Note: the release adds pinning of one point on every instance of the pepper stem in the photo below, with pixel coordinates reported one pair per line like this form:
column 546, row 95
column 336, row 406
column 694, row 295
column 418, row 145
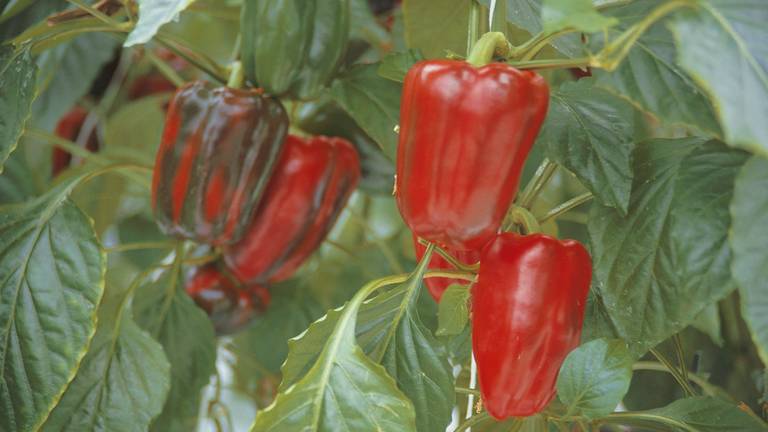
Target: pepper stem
column 489, row 45
column 235, row 75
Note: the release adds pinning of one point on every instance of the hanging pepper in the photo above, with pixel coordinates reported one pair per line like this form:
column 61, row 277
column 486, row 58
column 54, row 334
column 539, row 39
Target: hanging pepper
column 69, row 128
column 229, row 306
column 527, row 310
column 437, row 286
column 294, row 47
column 218, row 151
column 310, row 186
column 325, row 117
column 465, row 132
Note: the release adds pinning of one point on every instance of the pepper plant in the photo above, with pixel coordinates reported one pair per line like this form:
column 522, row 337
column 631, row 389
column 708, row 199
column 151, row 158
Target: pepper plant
column 428, row 215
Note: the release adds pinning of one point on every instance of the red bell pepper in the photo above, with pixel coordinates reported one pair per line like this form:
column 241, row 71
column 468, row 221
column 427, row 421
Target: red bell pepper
column 229, row 306
column 69, row 128
column 218, row 150
column 310, row 186
column 437, row 286
column 464, row 135
column 527, row 311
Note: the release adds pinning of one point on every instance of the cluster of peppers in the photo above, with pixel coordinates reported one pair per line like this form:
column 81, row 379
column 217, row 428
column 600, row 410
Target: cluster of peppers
column 465, row 131
column 227, row 174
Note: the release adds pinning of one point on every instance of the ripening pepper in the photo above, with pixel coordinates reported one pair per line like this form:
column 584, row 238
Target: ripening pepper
column 218, row 150
column 230, row 307
column 325, row 117
column 69, row 128
column 464, row 135
column 308, row 190
column 527, row 310
column 294, row 47
column 437, row 286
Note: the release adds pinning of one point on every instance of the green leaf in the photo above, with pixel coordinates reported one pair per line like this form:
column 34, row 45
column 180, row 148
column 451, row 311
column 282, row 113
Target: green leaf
column 704, row 414
column 433, row 28
column 526, row 14
column 590, row 131
column 373, row 102
column 453, row 312
column 579, row 15
column 66, row 73
column 391, row 331
column 23, row 14
column 169, row 315
column 749, row 238
column 660, row 265
column 152, row 15
column 16, row 183
column 123, row 381
column 708, row 322
column 52, row 273
column 17, row 90
column 342, row 385
column 723, row 44
column 394, row 66
column 650, row 77
column 595, row 377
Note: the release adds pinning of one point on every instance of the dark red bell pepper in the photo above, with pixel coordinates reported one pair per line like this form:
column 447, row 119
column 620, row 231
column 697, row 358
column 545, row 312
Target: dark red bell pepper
column 69, row 128
column 437, row 286
column 218, row 150
column 464, row 135
column 229, row 306
column 310, row 186
column 527, row 310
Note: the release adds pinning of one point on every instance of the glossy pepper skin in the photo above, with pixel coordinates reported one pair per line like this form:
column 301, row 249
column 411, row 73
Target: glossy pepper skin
column 294, row 47
column 218, row 150
column 69, row 128
column 527, row 310
column 229, row 306
column 464, row 135
column 308, row 190
column 437, row 286
column 325, row 117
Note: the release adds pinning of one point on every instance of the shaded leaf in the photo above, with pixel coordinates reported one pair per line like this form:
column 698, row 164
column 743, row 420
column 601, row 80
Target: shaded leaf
column 52, row 273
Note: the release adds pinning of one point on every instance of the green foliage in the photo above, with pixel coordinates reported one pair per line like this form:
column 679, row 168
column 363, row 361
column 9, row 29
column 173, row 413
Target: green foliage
column 595, row 377
column 17, row 81
column 52, row 273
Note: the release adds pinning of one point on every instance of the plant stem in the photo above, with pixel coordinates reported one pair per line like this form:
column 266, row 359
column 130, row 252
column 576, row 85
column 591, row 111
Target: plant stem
column 567, row 206
column 673, row 370
column 537, row 183
column 139, row 246
column 474, row 420
column 462, row 390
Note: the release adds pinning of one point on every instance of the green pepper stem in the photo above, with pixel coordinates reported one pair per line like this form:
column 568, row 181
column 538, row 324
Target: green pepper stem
column 489, row 45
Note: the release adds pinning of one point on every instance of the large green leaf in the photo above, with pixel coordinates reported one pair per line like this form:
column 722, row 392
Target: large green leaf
column 341, row 386
column 650, row 77
column 704, row 414
column 660, row 265
column 52, row 273
column 590, row 131
column 166, row 312
column 66, row 73
column 595, row 377
column 17, row 90
column 152, row 15
column 433, row 27
column 573, row 14
column 391, row 332
column 123, row 381
column 749, row 238
column 723, row 44
column 373, row 102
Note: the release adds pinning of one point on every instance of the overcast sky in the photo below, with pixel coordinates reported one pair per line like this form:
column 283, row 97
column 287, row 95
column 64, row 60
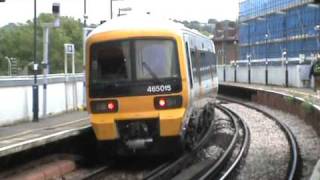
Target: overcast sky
column 201, row 10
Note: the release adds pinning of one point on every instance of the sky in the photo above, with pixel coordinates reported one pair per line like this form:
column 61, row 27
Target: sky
column 13, row 11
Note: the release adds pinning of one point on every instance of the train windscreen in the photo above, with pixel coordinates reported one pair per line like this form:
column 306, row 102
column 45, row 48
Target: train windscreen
column 134, row 67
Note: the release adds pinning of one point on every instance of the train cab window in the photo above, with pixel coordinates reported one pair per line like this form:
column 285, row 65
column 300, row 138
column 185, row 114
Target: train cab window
column 194, row 66
column 189, row 64
column 111, row 62
column 156, row 59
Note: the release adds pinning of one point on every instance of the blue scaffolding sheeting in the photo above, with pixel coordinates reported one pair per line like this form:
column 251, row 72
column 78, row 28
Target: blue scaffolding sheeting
column 270, row 27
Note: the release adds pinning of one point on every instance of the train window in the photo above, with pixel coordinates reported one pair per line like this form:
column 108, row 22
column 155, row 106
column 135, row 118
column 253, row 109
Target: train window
column 189, row 64
column 111, row 61
column 156, row 59
column 194, row 66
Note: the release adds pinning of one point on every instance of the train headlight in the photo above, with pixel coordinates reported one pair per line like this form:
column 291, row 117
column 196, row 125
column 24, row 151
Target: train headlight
column 107, row 106
column 167, row 102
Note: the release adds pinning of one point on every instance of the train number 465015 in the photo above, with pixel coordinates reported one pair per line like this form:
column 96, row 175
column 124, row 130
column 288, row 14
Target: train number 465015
column 159, row 88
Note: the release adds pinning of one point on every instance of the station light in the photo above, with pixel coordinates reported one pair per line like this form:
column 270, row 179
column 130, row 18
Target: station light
column 56, row 9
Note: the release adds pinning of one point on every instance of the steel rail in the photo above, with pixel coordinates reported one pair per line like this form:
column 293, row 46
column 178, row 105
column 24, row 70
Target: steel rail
column 245, row 147
column 293, row 164
column 212, row 171
column 162, row 171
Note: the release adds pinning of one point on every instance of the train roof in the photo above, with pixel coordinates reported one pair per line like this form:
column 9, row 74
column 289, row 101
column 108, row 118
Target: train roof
column 145, row 22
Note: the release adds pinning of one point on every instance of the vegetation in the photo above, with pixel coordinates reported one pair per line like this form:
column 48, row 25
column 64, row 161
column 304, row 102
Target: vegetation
column 16, row 40
column 204, row 28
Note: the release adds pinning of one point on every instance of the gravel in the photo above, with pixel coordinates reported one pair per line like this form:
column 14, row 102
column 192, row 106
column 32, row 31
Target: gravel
column 307, row 139
column 269, row 154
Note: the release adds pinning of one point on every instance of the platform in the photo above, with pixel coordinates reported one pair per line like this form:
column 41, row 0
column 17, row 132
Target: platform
column 24, row 136
column 306, row 94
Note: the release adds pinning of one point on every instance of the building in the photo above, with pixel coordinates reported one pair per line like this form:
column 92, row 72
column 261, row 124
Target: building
column 226, row 41
column 279, row 30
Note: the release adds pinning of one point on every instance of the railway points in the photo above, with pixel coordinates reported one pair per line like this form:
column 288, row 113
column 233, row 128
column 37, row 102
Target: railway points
column 25, row 136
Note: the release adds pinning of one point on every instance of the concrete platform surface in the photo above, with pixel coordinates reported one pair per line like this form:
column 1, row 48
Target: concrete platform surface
column 307, row 94
column 20, row 137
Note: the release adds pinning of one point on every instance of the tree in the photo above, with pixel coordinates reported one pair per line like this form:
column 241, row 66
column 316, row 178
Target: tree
column 16, row 40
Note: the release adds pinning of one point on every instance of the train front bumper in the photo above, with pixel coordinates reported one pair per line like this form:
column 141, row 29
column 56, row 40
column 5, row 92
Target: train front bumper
column 170, row 122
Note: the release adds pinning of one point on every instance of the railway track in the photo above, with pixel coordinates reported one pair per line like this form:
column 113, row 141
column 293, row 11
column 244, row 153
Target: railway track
column 212, row 169
column 294, row 150
column 221, row 168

──────────────────────────────

Note each line of the entries that has "below" in it, and copy those lines.

Note: the release adds pinning of one point on every instance of the pepper stem in the photo below, with pixel coordinates reported one pair per line like this form:
Note: the release adds pinning of one point on every instance of the overcast sky in the photo below, with pixel coordinates reported one pair per line like this form:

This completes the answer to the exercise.